AIM OF THE TASK
Scale the stretch from the line containing "If you could tag each instance of the sky" through the end of the data, both ends included, by repeating those lines with their requests and multiplying every coordinate in the answers by 0.75, rounded to whole numbers with halves going up. Leave the pictures out.

DATA ROWS
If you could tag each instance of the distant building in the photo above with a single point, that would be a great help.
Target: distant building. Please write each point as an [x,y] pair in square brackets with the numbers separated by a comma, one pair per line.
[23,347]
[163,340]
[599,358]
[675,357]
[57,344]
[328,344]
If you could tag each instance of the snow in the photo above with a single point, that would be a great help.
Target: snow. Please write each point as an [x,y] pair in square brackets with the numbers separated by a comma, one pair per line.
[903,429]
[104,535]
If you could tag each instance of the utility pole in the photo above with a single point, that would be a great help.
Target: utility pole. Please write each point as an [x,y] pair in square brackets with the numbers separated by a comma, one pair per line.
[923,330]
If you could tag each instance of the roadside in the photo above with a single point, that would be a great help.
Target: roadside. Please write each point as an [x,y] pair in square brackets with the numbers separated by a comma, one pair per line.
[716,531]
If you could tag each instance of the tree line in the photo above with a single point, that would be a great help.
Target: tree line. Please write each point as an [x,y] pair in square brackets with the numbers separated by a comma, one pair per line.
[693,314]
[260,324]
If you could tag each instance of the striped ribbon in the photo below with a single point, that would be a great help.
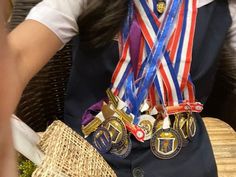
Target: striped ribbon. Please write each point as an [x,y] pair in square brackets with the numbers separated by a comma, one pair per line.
[172,82]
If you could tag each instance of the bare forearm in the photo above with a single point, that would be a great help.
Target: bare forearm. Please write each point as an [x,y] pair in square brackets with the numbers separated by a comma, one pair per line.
[7,153]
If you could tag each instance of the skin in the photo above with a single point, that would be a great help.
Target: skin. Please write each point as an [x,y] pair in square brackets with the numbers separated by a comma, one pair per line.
[22,55]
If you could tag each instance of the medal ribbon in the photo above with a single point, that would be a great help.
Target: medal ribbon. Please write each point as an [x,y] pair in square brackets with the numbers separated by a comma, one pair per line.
[149,29]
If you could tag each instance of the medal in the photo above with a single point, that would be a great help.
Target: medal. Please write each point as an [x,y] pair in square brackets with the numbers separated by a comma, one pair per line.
[117,130]
[102,140]
[161,6]
[124,150]
[191,126]
[180,125]
[146,123]
[166,143]
[91,126]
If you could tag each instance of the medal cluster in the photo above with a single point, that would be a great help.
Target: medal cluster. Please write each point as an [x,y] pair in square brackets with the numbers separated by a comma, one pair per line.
[113,126]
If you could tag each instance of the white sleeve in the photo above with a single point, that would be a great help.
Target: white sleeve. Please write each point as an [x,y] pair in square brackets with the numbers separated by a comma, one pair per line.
[60,16]
[228,61]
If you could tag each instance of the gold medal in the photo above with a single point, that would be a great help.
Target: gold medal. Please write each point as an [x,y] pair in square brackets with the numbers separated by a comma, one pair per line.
[146,123]
[123,150]
[102,140]
[180,125]
[161,6]
[91,126]
[166,143]
[117,130]
[158,123]
[191,126]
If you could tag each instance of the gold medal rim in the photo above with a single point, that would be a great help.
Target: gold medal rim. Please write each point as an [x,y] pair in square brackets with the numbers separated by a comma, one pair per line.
[163,156]
[124,131]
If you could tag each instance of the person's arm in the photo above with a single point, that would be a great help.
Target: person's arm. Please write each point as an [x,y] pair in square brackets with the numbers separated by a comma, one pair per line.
[22,54]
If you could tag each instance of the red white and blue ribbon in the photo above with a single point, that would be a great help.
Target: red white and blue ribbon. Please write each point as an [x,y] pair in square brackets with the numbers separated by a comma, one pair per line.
[169,59]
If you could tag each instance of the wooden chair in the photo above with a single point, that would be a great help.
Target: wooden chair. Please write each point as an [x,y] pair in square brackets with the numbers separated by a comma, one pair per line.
[43,99]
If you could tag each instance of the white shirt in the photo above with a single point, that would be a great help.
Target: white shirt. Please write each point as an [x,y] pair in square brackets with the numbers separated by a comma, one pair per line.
[60,16]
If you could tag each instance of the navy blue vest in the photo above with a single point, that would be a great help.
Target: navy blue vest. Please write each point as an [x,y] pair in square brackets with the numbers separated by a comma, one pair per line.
[90,77]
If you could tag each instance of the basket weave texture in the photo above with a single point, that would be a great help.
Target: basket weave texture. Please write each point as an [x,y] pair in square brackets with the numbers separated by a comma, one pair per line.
[67,154]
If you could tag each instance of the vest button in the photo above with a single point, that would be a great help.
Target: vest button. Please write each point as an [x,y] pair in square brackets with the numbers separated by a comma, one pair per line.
[138,172]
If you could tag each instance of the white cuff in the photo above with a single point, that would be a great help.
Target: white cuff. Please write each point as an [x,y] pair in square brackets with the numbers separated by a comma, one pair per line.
[62,25]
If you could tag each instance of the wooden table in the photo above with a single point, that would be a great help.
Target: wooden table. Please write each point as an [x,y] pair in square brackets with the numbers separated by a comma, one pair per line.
[223,139]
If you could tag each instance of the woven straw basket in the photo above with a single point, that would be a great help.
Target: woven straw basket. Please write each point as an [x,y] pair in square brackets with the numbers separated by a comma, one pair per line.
[67,154]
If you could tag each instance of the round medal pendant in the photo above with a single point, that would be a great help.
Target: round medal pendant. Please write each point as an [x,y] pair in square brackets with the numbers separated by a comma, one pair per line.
[157,124]
[191,126]
[102,140]
[117,130]
[180,125]
[146,123]
[166,143]
[161,6]
[124,150]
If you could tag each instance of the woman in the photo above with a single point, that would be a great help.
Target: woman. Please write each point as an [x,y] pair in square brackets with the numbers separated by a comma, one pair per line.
[53,23]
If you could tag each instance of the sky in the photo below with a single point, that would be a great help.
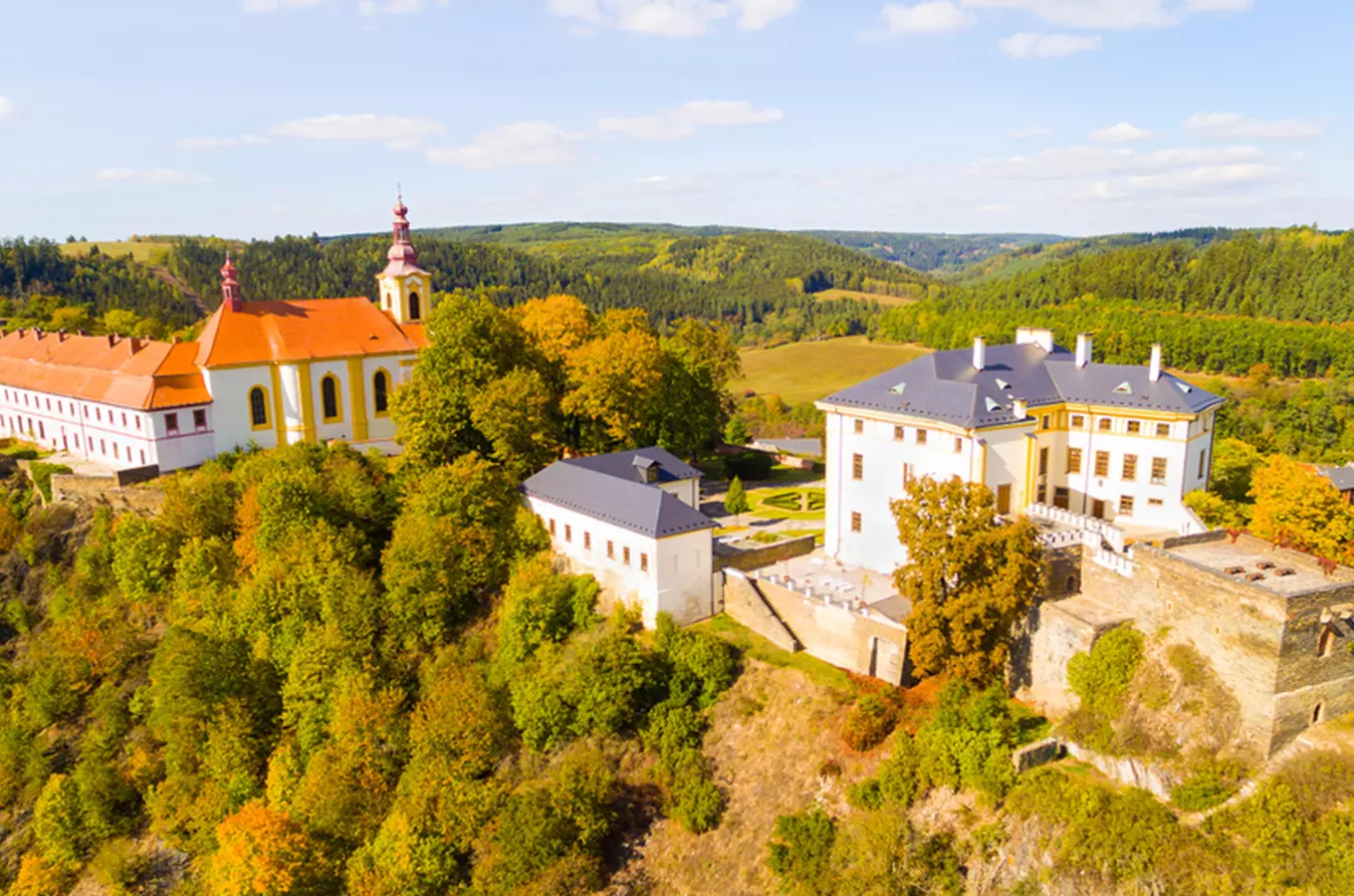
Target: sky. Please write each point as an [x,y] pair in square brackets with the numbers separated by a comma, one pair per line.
[252,117]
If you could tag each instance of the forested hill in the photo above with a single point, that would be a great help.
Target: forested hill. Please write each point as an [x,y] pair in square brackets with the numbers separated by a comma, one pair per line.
[1277,298]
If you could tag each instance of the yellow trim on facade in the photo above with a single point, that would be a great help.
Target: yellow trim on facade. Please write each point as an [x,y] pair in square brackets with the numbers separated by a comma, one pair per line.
[338,417]
[279,414]
[308,407]
[390,388]
[357,387]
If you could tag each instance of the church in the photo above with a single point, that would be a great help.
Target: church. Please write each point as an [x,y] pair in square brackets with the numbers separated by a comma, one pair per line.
[266,372]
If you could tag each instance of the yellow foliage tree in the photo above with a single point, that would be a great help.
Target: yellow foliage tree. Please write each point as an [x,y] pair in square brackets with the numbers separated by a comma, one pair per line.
[1296,507]
[264,853]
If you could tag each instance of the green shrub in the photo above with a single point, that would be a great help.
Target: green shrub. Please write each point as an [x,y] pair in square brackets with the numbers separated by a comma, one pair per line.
[1211,784]
[801,849]
[42,474]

FINISHED EXERCISE
If you could tag each instance of the sky in the photo below with a single point, that would be a great help.
Target: sky. Please write each point as an [x,y] pair in square brackets with the numbers separated by a comma, one pair per line.
[189,88]
If you could tag each instance of the forested hill in the photo above with a single point, that would be a great help.
Target: forested hill. Please write each point as an [x,y] pair in square brackets with the numbers separated by a comma, one pair per line.
[958,224]
If you could tag each instance of the yellow trim on facade in the photo above with a single point, that would be a great help.
Target: yellow trim on facade. Please write each point as an [x,y] pair in square brackets with the numbers separated by a comma, one pair per line.
[254,313]
[209,311]
[231,305]
[293,291]
[268,290]
If you could tag each instance of the church in the photo above with a single point, that would be a great help.
Target: church. Please write each point as an [x,y] pair in square brackets with the numbers separated by a comma, one pair per line.
[200,279]
If you could tag each instance of the yellow foliage tree in the photo above with a single point, that would be a great help.
Target: yellow foliage tree. Please write each point as an [x,y] pair in square brackets with the numbers separated by a comma, one pair per line.
[972,380]
[198,640]
If you could tag each instance of the green shrub in the photo above with a single point, that would be a great help.
Target: green shrub. Please write each point as an [x,y] pair in square brackets with the numbers separated by a comma, one pair per line.
[908,588]
[601,637]
[32,356]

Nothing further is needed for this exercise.